## Task to carry out
Reproduce word for word every line from the one containing "For the benchmark, mark every instance of the black backpack" through the end of the listing, with both ends included. Leave the pictures out of your answer.

Some listing
____________________

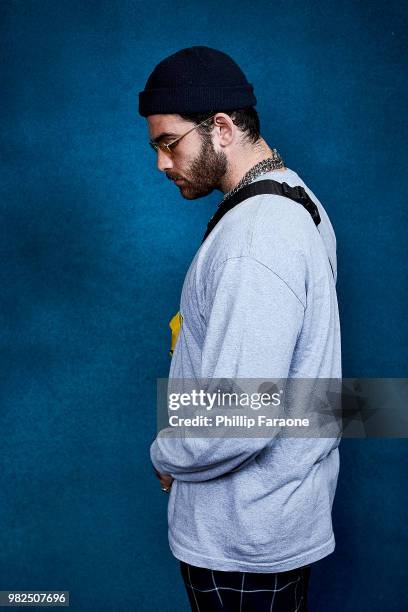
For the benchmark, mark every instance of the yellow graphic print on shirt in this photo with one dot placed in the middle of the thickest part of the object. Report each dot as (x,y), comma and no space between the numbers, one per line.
(175,326)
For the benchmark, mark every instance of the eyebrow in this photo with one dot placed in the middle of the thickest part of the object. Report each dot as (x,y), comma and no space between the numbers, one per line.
(164,135)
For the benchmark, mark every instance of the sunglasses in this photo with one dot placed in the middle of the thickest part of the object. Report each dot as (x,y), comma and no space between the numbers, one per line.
(169,147)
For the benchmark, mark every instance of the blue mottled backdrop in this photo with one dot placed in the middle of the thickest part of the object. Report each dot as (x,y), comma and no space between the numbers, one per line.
(94,247)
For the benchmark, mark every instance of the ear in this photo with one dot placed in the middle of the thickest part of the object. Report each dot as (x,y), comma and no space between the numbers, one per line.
(224,129)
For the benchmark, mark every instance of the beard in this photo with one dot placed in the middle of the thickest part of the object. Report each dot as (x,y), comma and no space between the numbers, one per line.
(204,173)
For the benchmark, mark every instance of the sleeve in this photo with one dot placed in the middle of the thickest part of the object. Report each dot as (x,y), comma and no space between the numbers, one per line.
(253,319)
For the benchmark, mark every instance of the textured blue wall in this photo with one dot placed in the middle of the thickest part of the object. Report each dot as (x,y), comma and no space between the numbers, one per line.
(94,247)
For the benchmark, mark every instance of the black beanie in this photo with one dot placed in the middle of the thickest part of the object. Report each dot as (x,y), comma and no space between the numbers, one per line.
(196,80)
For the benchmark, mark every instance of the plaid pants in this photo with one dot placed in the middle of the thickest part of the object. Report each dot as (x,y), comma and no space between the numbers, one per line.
(212,590)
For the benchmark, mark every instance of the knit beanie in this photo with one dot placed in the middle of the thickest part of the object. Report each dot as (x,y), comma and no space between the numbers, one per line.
(196,80)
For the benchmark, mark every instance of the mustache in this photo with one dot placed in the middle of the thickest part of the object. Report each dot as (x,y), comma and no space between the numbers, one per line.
(174,177)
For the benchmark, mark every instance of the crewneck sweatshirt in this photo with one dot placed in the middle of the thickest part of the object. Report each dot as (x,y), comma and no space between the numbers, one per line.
(258,301)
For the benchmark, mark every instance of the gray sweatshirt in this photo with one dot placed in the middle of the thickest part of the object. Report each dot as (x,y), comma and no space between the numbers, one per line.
(258,301)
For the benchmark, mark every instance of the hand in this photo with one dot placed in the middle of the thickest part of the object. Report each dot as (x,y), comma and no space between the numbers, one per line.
(165,479)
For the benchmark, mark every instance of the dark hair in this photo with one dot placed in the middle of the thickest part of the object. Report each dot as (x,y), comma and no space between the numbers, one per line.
(246,119)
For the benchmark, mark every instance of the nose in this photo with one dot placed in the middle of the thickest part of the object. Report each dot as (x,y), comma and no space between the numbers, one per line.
(164,161)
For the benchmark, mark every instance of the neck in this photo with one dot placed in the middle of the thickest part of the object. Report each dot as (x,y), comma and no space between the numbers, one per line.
(243,163)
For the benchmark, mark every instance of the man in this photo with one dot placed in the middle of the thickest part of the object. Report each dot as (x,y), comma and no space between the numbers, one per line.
(247,517)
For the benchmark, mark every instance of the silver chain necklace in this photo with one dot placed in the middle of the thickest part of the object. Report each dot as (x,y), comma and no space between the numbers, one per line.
(266,165)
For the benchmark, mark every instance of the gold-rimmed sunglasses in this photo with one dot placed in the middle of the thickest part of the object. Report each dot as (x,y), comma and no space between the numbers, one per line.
(170,146)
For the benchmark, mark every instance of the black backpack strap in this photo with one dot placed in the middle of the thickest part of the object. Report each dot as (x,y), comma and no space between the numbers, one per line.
(267,186)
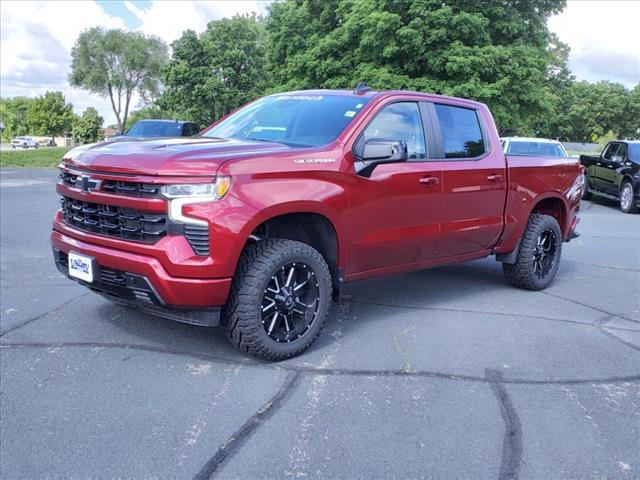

____________________

## Task result
For the benchmark, mark every instance of the black backpack strap in this photo with one dot placed in the middle of the thickest part of the object. Report each dot as (x,y), comma and no space between the numbers, one per line.
(267,186)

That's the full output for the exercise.